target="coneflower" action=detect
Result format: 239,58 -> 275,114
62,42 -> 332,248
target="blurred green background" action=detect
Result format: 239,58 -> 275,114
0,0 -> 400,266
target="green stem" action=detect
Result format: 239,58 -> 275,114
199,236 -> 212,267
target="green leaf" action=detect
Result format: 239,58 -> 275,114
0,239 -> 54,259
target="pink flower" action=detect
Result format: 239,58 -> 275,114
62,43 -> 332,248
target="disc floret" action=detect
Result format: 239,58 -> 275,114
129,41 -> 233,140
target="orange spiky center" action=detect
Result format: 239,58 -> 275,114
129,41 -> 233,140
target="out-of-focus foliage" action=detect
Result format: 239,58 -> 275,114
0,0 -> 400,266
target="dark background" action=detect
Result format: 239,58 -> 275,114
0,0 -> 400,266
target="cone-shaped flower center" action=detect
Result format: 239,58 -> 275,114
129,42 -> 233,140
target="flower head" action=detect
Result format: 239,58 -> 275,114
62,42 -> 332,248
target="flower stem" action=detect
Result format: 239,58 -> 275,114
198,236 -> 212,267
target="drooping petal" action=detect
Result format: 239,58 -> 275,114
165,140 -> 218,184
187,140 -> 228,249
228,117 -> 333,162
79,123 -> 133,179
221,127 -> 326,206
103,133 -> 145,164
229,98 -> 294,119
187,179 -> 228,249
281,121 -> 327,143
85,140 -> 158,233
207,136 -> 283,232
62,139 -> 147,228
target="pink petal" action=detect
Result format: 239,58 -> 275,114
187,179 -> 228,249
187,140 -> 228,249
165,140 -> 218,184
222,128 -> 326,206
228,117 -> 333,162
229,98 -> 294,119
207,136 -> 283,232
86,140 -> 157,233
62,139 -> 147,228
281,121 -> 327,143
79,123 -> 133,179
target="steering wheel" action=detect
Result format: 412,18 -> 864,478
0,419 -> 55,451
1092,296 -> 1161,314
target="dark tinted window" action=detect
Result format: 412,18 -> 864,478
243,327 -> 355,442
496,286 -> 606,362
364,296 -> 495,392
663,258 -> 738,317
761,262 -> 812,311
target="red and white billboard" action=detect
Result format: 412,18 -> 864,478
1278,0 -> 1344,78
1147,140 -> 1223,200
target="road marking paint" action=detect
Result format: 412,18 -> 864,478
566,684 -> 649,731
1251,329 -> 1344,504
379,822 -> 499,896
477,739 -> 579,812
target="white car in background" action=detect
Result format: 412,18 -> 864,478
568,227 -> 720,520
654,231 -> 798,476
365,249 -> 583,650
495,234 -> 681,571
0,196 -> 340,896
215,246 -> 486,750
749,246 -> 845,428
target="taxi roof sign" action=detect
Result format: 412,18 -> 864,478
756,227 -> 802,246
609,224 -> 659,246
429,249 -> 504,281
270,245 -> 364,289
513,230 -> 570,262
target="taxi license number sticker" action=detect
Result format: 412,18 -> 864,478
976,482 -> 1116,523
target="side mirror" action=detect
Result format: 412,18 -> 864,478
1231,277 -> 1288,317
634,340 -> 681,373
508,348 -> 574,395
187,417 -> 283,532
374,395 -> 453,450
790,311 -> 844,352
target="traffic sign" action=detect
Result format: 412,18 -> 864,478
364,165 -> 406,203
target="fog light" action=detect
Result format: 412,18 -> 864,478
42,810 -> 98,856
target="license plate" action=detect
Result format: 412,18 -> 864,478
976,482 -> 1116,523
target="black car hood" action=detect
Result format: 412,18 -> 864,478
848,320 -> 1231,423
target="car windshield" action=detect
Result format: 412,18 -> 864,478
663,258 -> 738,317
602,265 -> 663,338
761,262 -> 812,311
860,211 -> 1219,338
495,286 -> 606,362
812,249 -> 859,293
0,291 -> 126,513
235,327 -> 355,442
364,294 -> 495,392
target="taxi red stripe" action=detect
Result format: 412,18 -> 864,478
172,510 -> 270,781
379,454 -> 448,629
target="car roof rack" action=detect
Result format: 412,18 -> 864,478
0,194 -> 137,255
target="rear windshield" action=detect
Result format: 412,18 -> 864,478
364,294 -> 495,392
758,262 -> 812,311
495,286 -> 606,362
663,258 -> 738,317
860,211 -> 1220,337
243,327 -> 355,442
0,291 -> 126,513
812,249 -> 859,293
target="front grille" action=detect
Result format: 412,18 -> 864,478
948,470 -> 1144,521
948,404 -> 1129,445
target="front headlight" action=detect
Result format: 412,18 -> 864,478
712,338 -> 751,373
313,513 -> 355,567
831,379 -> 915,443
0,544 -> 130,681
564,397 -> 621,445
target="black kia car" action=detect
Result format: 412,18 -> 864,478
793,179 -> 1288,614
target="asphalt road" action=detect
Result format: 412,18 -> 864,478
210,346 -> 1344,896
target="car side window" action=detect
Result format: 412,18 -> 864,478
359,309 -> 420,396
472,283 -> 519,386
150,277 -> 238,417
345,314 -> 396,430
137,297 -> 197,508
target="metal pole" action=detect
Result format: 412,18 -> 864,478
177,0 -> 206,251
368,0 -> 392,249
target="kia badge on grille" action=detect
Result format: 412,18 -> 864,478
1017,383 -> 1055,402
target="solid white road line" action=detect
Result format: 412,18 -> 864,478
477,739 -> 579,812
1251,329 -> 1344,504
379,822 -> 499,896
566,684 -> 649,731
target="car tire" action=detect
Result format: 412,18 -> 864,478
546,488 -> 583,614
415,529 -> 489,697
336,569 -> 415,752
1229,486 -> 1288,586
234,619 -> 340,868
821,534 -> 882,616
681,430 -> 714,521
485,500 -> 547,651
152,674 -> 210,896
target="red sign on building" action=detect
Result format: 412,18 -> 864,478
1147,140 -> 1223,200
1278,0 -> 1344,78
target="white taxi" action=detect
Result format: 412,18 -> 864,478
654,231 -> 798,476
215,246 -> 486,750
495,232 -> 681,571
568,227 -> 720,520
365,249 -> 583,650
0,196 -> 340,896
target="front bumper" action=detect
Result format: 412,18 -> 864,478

*Objective*: Convert the records above into a numbered list, leaving out any blank lines.

*Response to this exercise*:
1. target="coneflower" action=detect
2. Result format: 239,58 -> 275,114
3. 62,42 -> 332,248
4. target="blurred green background" action=detect
5. Result format: 239,58 -> 275,114
6. 0,0 -> 400,266
7. target="green stem" action=detect
8. Result format: 239,58 -> 275,114
9. 199,236 -> 212,267
10. target="green leaf" action=detect
11. Result format: 239,58 -> 275,114
12. 0,239 -> 54,259
13. target="pink flower" action=detect
14. Result format: 239,58 -> 275,114
15. 62,43 -> 332,248
16. target="disc floret" action=detect
17. Result format: 239,58 -> 275,114
18. 129,41 -> 233,140
19. target="orange spiky center" action=detect
20. Result format: 239,58 -> 275,114
21. 129,41 -> 233,140
22. target="out-of-focus foliage" action=detect
23. Result format: 239,58 -> 275,114
24. 0,0 -> 400,266
25. target="dark background" action=detect
26. Result format: 239,58 -> 275,114
27. 0,0 -> 400,266
28. target="cone-shaped flower center" action=detect
29. Result format: 239,58 -> 275,114
30. 129,42 -> 233,140
31. target="flower head" action=detect
32. Result format: 239,58 -> 275,114
33. 62,42 -> 332,248
34. target="flower stem" action=detect
35. Result format: 239,58 -> 275,114
36. 198,236 -> 212,267
37. target="drooping petal" action=detect
38. Result format: 239,58 -> 275,114
39. 165,140 -> 218,184
40. 187,140 -> 228,249
41. 228,117 -> 333,162
42. 79,123 -> 133,179
43. 221,127 -> 326,206
44. 103,133 -> 145,164
45. 229,98 -> 294,119
46. 187,179 -> 228,249
47. 281,121 -> 327,143
48. 85,140 -> 158,233
49. 207,136 -> 283,232
50. 62,139 -> 147,228
51. target="pink petal" action=detect
52. Result format: 239,58 -> 275,114
53. 187,179 -> 228,249
54. 187,140 -> 228,249
55. 165,140 -> 218,184
56. 222,128 -> 326,206
57. 228,117 -> 333,162
58. 229,98 -> 294,119
59. 207,136 -> 283,232
60. 86,140 -> 157,233
61. 62,139 -> 147,228
62. 281,121 -> 327,143
63. 79,123 -> 133,179
64. target="steering wheel" action=detect
65. Result format: 412,18 -> 864,478
66. 0,419 -> 55,451
67. 1092,296 -> 1161,314
68. target="dark tinted window" action=detect
69. Result format: 412,18 -> 864,478
70. 243,327 -> 355,442
71. 496,286 -> 606,362
72. 364,296 -> 495,392
73. 663,258 -> 738,317
74. 761,262 -> 812,311
75. target="red and white billboard" action=detect
76. Result format: 412,18 -> 864,478
77. 1278,0 -> 1344,78
78. 1147,140 -> 1223,200
79. target="road marking paint" action=detect
80. Result format: 412,18 -> 864,478
81. 566,684 -> 649,731
82. 1251,329 -> 1344,504
83. 379,822 -> 499,896
84. 477,739 -> 579,812
85. target="white car in background" action=detect
86. Result format: 412,18 -> 864,478
87. 568,227 -> 720,520
88. 654,231 -> 798,476
89. 365,249 -> 583,650
90. 495,234 -> 681,571
91. 0,196 -> 340,896
92. 215,246 -> 486,750
93. 749,246 -> 845,428
94. target="taxi roof sign" action=detect
95. Result format: 412,18 -> 864,478
96. 756,227 -> 802,246
97. 609,224 -> 659,246
98. 429,249 -> 504,281
99. 270,245 -> 364,289
100. 513,230 -> 570,262
101. target="taxi license number sticker" action=detect
102. Result format: 412,18 -> 864,478
103. 976,482 -> 1116,523
104. target="side mirror" action=detect
105. Result format: 412,18 -> 864,478
106. 1231,277 -> 1288,317
107. 634,340 -> 681,373
108. 508,348 -> 574,395
109. 187,417 -> 283,532
110. 374,395 -> 453,450
111. 790,311 -> 844,352
112. target="traffic sign" action=detect
113. Result format: 412,18 -> 864,478
114. 364,165 -> 406,203
115. target="fog light" action=detect
116. Result format: 412,18 -> 864,478
117. 42,810 -> 98,856
118. target="license plate" action=detect
119. Result format: 412,18 -> 864,478
120. 976,482 -> 1116,523
121. target="black car hood" action=detect
122. Result format: 412,18 -> 864,478
123. 848,320 -> 1231,423
124. target="car windshield" action=detect
125. Result format: 412,18 -> 864,478
126. 663,258 -> 738,317
127. 602,265 -> 663,338
128. 761,262 -> 812,311
129. 860,211 -> 1219,338
130. 495,286 -> 606,362
131. 812,249 -> 859,293
132. 0,291 -> 126,513
133. 235,327 -> 355,442
134. 364,294 -> 495,392
135. target="taxi red stripe" action=detect
136. Result format: 412,18 -> 864,478
137. 172,510 -> 270,781
138. 379,454 -> 448,629
139. target="car roof rack" action=detect
140. Result format: 412,18 -> 864,478
141. 0,194 -> 137,255
142. target="rear windshield" action=detect
143. Result format: 412,18 -> 864,478
144. 364,294 -> 495,392
145. 758,262 -> 812,311
146. 495,286 -> 606,362
147. 663,258 -> 738,317
148. 860,211 -> 1220,337
149. 243,327 -> 355,442
150. 0,291 -> 126,513
151. 812,249 -> 859,293
152. target="front grille" action=detect
153. Result format: 412,18 -> 864,478
154. 948,470 -> 1144,521
155. 948,404 -> 1129,445
156. target="front headlight" action=detect
157. Result format: 412,18 -> 864,478
158. 712,338 -> 751,373
159. 313,513 -> 355,567
160. 831,379 -> 915,443
161. 0,544 -> 130,681
162. 564,397 -> 621,445
163. target="black kia car" action=detect
164. Result format: 412,18 -> 864,478
165. 793,179 -> 1288,614
166. target="asphalt road" action=detect
167. Result format: 412,18 -> 864,478
168. 210,346 -> 1344,896
169. target="car side window" action=detect
170. Result format: 412,18 -> 864,478
171. 359,309 -> 420,396
172. 472,283 -> 519,386
173. 150,277 -> 238,417
174. 345,314 -> 396,430
175. 137,297 -> 197,508
176. target="metal pole" action=detect
177. Result format: 412,18 -> 864,478
178. 177,0 -> 206,251
179. 368,0 -> 392,249
180. target="kia badge on grille" action=detect
181. Result format: 412,18 -> 864,478
182. 1017,383 -> 1055,402
183. target="solid white road line" action=detect
184. Result format: 412,18 -> 864,478
185. 477,739 -> 579,812
186. 1251,329 -> 1344,504
187. 379,822 -> 499,896
188. 566,684 -> 649,731
189. target="car tire" action=detect
190. Result format: 412,18 -> 864,478
191. 546,488 -> 583,614
192. 415,529 -> 489,697
193. 336,569 -> 415,752
194. 1229,486 -> 1288,586
195. 234,619 -> 340,868
196. 821,534 -> 882,616
197. 681,430 -> 714,521
198. 485,500 -> 547,651
199. 152,674 -> 210,896
200. target="red sign on building" action=detect
201. Result format: 412,18 -> 864,478
202. 1147,140 -> 1223,200
203. 1278,0 -> 1344,78
204. target="white taxi" action=detect
205. Result format: 412,18 -> 864,478
206. 654,231 -> 798,476
207. 215,246 -> 486,750
208. 495,232 -> 681,571
209. 568,227 -> 720,520
210. 365,249 -> 583,650
211. 0,196 -> 340,896
212. target="front bumper" action=detect
213. Result format: 412,18 -> 864,478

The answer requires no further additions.